- AIM OF THE TASK
List every line in the items that contains the word "tulip".

Stored items from a collection
::::::::::

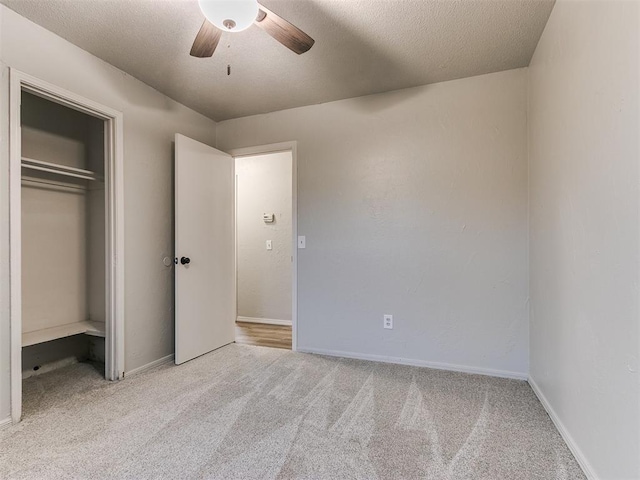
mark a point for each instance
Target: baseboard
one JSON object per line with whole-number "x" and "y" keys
{"x": 4, "y": 423}
{"x": 143, "y": 368}
{"x": 564, "y": 433}
{"x": 267, "y": 321}
{"x": 418, "y": 363}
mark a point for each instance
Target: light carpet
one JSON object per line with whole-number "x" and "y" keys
{"x": 258, "y": 413}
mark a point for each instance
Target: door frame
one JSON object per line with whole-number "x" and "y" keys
{"x": 114, "y": 224}
{"x": 278, "y": 148}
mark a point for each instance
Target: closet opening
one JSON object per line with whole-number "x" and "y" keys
{"x": 66, "y": 234}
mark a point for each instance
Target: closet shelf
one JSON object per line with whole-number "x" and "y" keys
{"x": 95, "y": 329}
{"x": 58, "y": 169}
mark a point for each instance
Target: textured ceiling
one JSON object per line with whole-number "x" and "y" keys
{"x": 362, "y": 47}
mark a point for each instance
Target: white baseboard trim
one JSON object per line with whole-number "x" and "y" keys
{"x": 418, "y": 363}
{"x": 564, "y": 433}
{"x": 267, "y": 321}
{"x": 143, "y": 368}
{"x": 4, "y": 423}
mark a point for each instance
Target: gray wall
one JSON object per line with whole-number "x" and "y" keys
{"x": 414, "y": 203}
{"x": 264, "y": 276}
{"x": 584, "y": 128}
{"x": 150, "y": 123}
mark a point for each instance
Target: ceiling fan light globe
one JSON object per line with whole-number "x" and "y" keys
{"x": 230, "y": 15}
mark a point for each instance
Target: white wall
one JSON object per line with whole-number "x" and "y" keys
{"x": 414, "y": 203}
{"x": 264, "y": 276}
{"x": 584, "y": 130}
{"x": 150, "y": 122}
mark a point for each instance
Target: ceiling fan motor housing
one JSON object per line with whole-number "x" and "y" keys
{"x": 230, "y": 15}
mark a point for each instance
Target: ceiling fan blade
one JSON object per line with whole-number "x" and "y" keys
{"x": 206, "y": 41}
{"x": 287, "y": 34}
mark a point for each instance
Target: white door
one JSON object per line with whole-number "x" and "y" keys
{"x": 205, "y": 249}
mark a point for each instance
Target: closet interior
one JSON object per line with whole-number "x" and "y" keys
{"x": 63, "y": 236}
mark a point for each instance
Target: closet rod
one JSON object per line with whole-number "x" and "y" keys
{"x": 61, "y": 186}
{"x": 53, "y": 170}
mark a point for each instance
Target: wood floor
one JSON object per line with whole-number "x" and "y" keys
{"x": 277, "y": 336}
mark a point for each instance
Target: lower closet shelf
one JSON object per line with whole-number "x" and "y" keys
{"x": 95, "y": 329}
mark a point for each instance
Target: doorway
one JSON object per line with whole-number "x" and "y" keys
{"x": 265, "y": 247}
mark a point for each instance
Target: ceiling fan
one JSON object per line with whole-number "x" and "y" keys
{"x": 238, "y": 15}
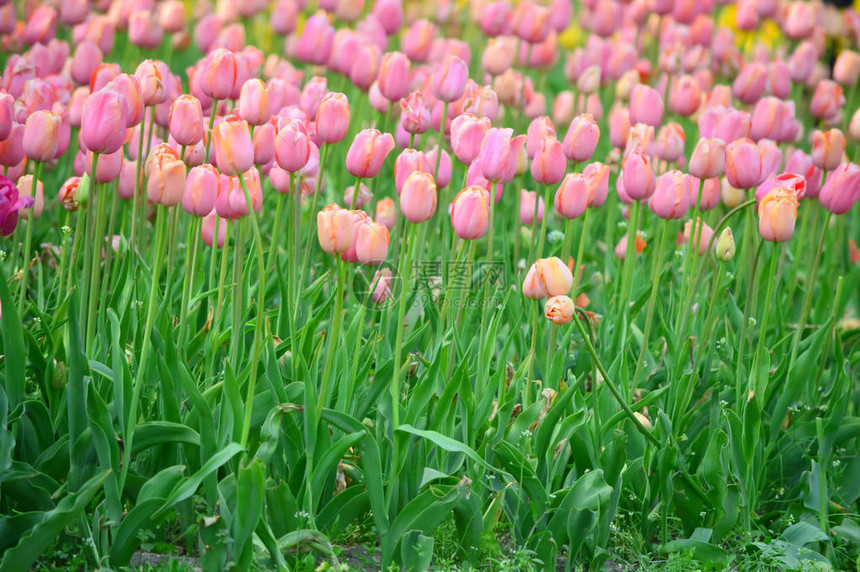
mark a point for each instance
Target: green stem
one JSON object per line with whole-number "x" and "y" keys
{"x": 98, "y": 246}
{"x": 542, "y": 238}
{"x": 652, "y": 299}
{"x": 331, "y": 349}
{"x": 807, "y": 300}
{"x": 131, "y": 422}
{"x": 261, "y": 318}
{"x": 193, "y": 242}
{"x": 577, "y": 262}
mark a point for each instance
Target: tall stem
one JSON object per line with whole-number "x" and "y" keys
{"x": 261, "y": 318}
{"x": 28, "y": 240}
{"x": 160, "y": 238}
{"x": 807, "y": 300}
{"x": 98, "y": 246}
{"x": 652, "y": 299}
{"x": 337, "y": 316}
{"x": 577, "y": 262}
{"x": 542, "y": 238}
{"x": 193, "y": 243}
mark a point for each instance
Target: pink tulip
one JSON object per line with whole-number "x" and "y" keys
{"x": 418, "y": 197}
{"x": 708, "y": 159}
{"x": 549, "y": 162}
{"x": 201, "y": 190}
{"x": 234, "y": 149}
{"x": 527, "y": 207}
{"x": 367, "y": 153}
{"x": 498, "y": 155}
{"x": 777, "y": 214}
{"x": 332, "y": 119}
{"x": 646, "y": 106}
{"x": 470, "y": 213}
{"x": 394, "y": 76}
{"x": 639, "y": 181}
{"x": 827, "y": 148}
{"x": 671, "y": 195}
{"x": 842, "y": 189}
{"x": 292, "y": 145}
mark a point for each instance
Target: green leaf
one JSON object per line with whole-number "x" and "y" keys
{"x": 14, "y": 358}
{"x": 446, "y": 443}
{"x": 43, "y": 535}
{"x": 154, "y": 433}
{"x": 188, "y": 486}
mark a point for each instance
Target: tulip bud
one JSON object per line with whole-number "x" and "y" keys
{"x": 186, "y": 120}
{"x": 827, "y": 149}
{"x": 467, "y": 134}
{"x": 449, "y": 79}
{"x": 42, "y": 136}
{"x": 67, "y": 194}
{"x": 744, "y": 164}
{"x": 234, "y": 149}
{"x": 842, "y": 189}
{"x": 371, "y": 243}
{"x": 559, "y": 309}
{"x": 646, "y": 106}
{"x": 103, "y": 112}
{"x": 638, "y": 176}
{"x": 777, "y": 213}
{"x": 581, "y": 139}
{"x": 547, "y": 277}
{"x": 414, "y": 115}
{"x": 386, "y": 212}
{"x": 549, "y": 162}
{"x": 725, "y": 247}
{"x": 109, "y": 167}
{"x": 152, "y": 82}
{"x": 35, "y": 198}
{"x": 847, "y": 67}
{"x": 671, "y": 196}
{"x": 165, "y": 176}
{"x": 827, "y": 101}
{"x": 470, "y": 213}
{"x": 201, "y": 190}
{"x": 394, "y": 76}
{"x": 418, "y": 197}
{"x": 292, "y": 145}
{"x": 527, "y": 207}
{"x": 364, "y": 197}
{"x": 571, "y": 198}
{"x": 254, "y": 104}
{"x": 669, "y": 145}
{"x": 499, "y": 154}
{"x": 332, "y": 119}
{"x": 367, "y": 153}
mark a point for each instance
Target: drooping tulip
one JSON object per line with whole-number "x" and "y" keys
{"x": 547, "y": 277}
{"x": 559, "y": 310}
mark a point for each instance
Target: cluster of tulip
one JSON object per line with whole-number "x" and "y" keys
{"x": 689, "y": 115}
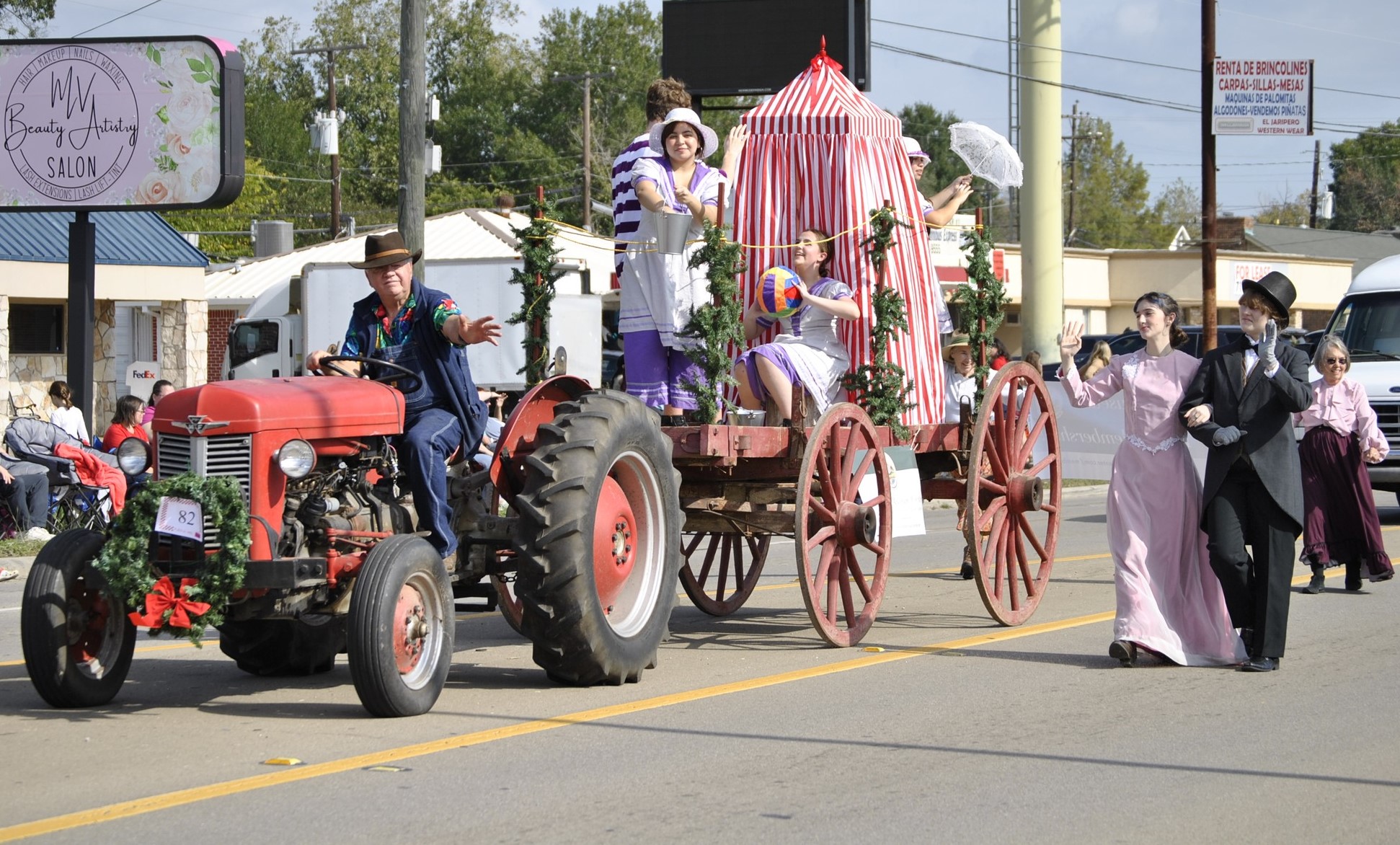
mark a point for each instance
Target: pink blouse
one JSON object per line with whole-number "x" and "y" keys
{"x": 1344, "y": 409}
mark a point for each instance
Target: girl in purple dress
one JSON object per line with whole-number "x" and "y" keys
{"x": 1340, "y": 523}
{"x": 808, "y": 352}
{"x": 1169, "y": 601}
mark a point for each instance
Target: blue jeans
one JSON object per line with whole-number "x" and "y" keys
{"x": 429, "y": 440}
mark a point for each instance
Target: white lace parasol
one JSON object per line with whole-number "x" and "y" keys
{"x": 988, "y": 154}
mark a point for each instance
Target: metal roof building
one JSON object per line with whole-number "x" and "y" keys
{"x": 469, "y": 234}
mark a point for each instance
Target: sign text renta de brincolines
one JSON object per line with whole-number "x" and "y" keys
{"x": 1262, "y": 97}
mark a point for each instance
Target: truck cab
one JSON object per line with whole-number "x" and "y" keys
{"x": 1368, "y": 322}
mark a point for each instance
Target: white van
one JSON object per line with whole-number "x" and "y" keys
{"x": 1368, "y": 321}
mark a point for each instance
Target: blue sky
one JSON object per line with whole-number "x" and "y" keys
{"x": 1354, "y": 47}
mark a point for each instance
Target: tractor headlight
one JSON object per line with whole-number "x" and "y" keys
{"x": 296, "y": 459}
{"x": 133, "y": 456}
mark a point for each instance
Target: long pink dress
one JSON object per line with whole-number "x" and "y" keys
{"x": 1169, "y": 599}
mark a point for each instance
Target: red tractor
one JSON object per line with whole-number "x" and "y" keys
{"x": 576, "y": 528}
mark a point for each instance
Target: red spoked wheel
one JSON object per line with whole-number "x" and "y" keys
{"x": 1014, "y": 492}
{"x": 724, "y": 589}
{"x": 842, "y": 541}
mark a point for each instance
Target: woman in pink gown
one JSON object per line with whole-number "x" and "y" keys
{"x": 1169, "y": 601}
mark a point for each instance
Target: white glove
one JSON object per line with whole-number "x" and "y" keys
{"x": 1266, "y": 346}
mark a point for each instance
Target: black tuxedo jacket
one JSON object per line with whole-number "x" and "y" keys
{"x": 1263, "y": 407}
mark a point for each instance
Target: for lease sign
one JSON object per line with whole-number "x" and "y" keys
{"x": 1262, "y": 97}
{"x": 120, "y": 125}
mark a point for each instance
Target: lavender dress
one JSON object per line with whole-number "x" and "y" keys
{"x": 1169, "y": 601}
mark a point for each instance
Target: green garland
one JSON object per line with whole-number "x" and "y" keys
{"x": 125, "y": 559}
{"x": 881, "y": 385}
{"x": 717, "y": 324}
{"x": 982, "y": 301}
{"x": 536, "y": 279}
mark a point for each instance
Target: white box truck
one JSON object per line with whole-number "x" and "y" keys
{"x": 1368, "y": 321}
{"x": 311, "y": 311}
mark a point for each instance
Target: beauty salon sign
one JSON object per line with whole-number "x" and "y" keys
{"x": 120, "y": 125}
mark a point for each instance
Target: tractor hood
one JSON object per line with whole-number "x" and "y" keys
{"x": 313, "y": 407}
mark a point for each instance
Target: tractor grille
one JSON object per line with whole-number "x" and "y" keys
{"x": 229, "y": 455}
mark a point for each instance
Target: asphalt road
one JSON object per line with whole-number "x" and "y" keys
{"x": 941, "y": 727}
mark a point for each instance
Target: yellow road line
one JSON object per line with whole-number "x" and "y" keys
{"x": 319, "y": 770}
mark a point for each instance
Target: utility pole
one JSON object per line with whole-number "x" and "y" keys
{"x": 587, "y": 79}
{"x": 1312, "y": 208}
{"x": 1208, "y": 248}
{"x": 331, "y": 97}
{"x": 412, "y": 126}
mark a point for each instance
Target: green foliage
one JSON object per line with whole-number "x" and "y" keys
{"x": 23, "y": 17}
{"x": 536, "y": 280}
{"x": 881, "y": 385}
{"x": 125, "y": 559}
{"x": 1367, "y": 180}
{"x": 982, "y": 303}
{"x": 719, "y": 324}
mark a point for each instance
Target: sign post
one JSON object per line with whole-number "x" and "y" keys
{"x": 98, "y": 125}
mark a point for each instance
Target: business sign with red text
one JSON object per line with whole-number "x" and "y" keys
{"x": 120, "y": 125}
{"x": 1262, "y": 97}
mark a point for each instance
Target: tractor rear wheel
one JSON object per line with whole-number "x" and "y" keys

::::::::::

- REPLY
Target: pink tulip
Target: tulip bud
Target: drooping tulip
Target: cluster of tulip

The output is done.